╭─ Supplied passage

Within the past year, the way major advertisers and online retailers approach advertisement and promoted product pricing has changed. Initially a second-price auction – one where the highest bidder for a keyword or PPC (pay per click) promotion pays the second highest bid for that same keyword or PPC promotion – major online advertisers like Google are pivoting from the industry standard of second-price auctioning to a system of first-price auctions for keyword promotions. Amazon, whose “advertisements” focus mainly on promoting products based on the PPC bids of sellers, still uses a second-price auction system. If the advertisements and promotions of large retailers like Amazon are commonly second-price auctions, can that auction system be extrapolated into the actual products that these retailers offer?

╰─
╭─ Extracted records

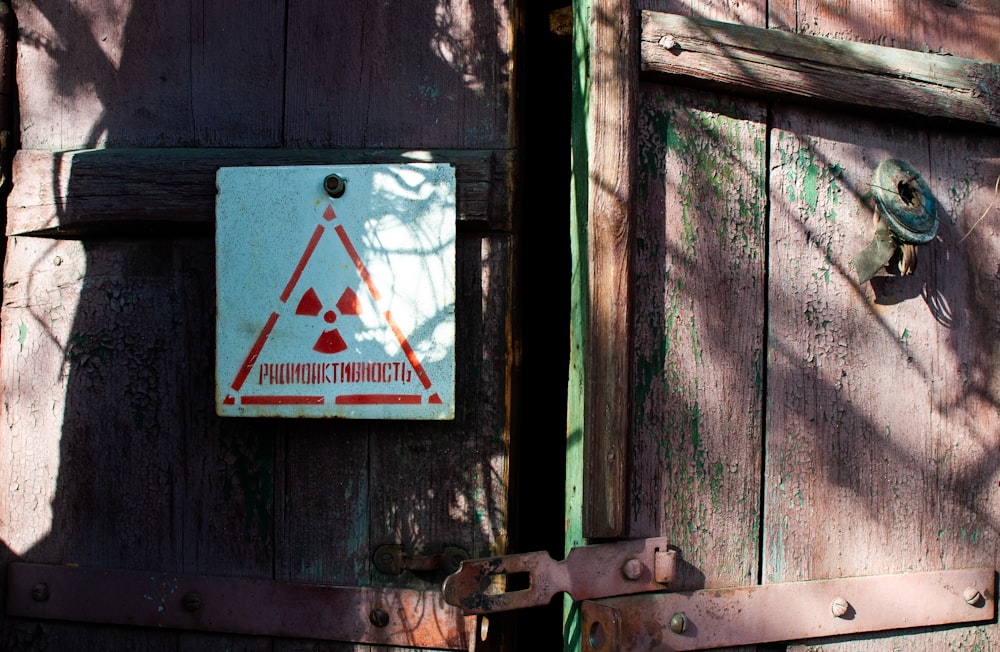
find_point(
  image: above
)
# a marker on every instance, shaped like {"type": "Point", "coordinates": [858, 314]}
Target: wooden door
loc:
{"type": "Point", "coordinates": [780, 420]}
{"type": "Point", "coordinates": [113, 456]}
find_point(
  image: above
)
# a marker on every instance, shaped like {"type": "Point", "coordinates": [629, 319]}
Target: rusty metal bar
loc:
{"type": "Point", "coordinates": [399, 617]}
{"type": "Point", "coordinates": [788, 611]}
{"type": "Point", "coordinates": [620, 568]}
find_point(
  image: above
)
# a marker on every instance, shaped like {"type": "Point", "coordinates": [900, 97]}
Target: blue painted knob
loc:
{"type": "Point", "coordinates": [905, 200]}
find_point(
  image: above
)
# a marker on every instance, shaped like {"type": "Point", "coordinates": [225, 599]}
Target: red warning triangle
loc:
{"type": "Point", "coordinates": [331, 342]}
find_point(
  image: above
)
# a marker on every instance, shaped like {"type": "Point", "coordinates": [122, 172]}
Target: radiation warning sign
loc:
{"type": "Point", "coordinates": [336, 291]}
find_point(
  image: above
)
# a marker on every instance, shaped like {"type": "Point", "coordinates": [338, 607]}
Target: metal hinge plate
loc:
{"type": "Point", "coordinates": [596, 571]}
{"type": "Point", "coordinates": [788, 611]}
{"type": "Point", "coordinates": [399, 617]}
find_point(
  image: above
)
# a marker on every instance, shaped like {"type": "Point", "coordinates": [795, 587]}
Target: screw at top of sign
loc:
{"type": "Point", "coordinates": [334, 185]}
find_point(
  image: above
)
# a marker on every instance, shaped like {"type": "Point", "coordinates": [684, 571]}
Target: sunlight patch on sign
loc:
{"type": "Point", "coordinates": [336, 307]}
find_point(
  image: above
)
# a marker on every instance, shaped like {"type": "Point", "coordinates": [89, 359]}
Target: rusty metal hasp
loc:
{"type": "Point", "coordinates": [402, 617]}
{"type": "Point", "coordinates": [603, 570]}
{"type": "Point", "coordinates": [788, 611]}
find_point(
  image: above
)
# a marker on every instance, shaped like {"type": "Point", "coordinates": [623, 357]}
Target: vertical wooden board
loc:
{"type": "Point", "coordinates": [237, 73]}
{"type": "Point", "coordinates": [966, 29]}
{"type": "Point", "coordinates": [115, 457]}
{"type": "Point", "coordinates": [699, 329]}
{"type": "Point", "coordinates": [126, 73]}
{"type": "Point", "coordinates": [323, 511]}
{"type": "Point", "coordinates": [880, 449]}
{"type": "Point", "coordinates": [445, 483]}
{"type": "Point", "coordinates": [90, 463]}
{"type": "Point", "coordinates": [610, 143]}
{"type": "Point", "coordinates": [366, 74]}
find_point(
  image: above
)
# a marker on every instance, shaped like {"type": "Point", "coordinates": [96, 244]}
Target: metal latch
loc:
{"type": "Point", "coordinates": [399, 617]}
{"type": "Point", "coordinates": [905, 217]}
{"type": "Point", "coordinates": [788, 611]}
{"type": "Point", "coordinates": [603, 570]}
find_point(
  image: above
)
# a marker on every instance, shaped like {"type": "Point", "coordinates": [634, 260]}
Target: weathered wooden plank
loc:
{"type": "Point", "coordinates": [745, 13]}
{"type": "Point", "coordinates": [365, 74]}
{"type": "Point", "coordinates": [95, 444]}
{"type": "Point", "coordinates": [446, 483]}
{"type": "Point", "coordinates": [964, 29]}
{"type": "Point", "coordinates": [880, 451]}
{"type": "Point", "coordinates": [156, 189]}
{"type": "Point", "coordinates": [121, 73]}
{"type": "Point", "coordinates": [699, 330]}
{"type": "Point", "coordinates": [773, 62]}
{"type": "Point", "coordinates": [611, 157]}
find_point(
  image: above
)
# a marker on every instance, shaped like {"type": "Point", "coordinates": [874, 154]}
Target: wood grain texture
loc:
{"type": "Point", "coordinates": [162, 189]}
{"type": "Point", "coordinates": [116, 458]}
{"type": "Point", "coordinates": [827, 71]}
{"type": "Point", "coordinates": [125, 465]}
{"type": "Point", "coordinates": [124, 73]}
{"type": "Point", "coordinates": [732, 11]}
{"type": "Point", "coordinates": [365, 74]}
{"type": "Point", "coordinates": [699, 333]}
{"type": "Point", "coordinates": [966, 28]}
{"type": "Point", "coordinates": [611, 144]}
{"type": "Point", "coordinates": [881, 448]}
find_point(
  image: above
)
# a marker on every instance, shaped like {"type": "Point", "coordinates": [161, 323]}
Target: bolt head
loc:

╰─

● Stated exercise
Reproduce the passage above on second-price and first-price auctions, word for word and in full.

● Result of the task
Within the past year, the way major advertisers and online retailers approach advertisement and promoted product pricing has changed. Initially a second-price auction – one where the highest bidder for a keyword or PPC (pay per click) promotion pays the second highest bid for that same keyword or PPC promotion – major online advertisers like Google are pivoting from the industry standard of second-price auctioning to a system of first-price auctions for keyword promotions. Amazon, whose “advertisements” focus mainly on promoting products based on the PPC bids of sellers, still uses a second-price auction system. If the advertisements and promotions of large retailers like Amazon are commonly second-price auctions, can that auction system be extrapolated into the actual products that these retailers offer?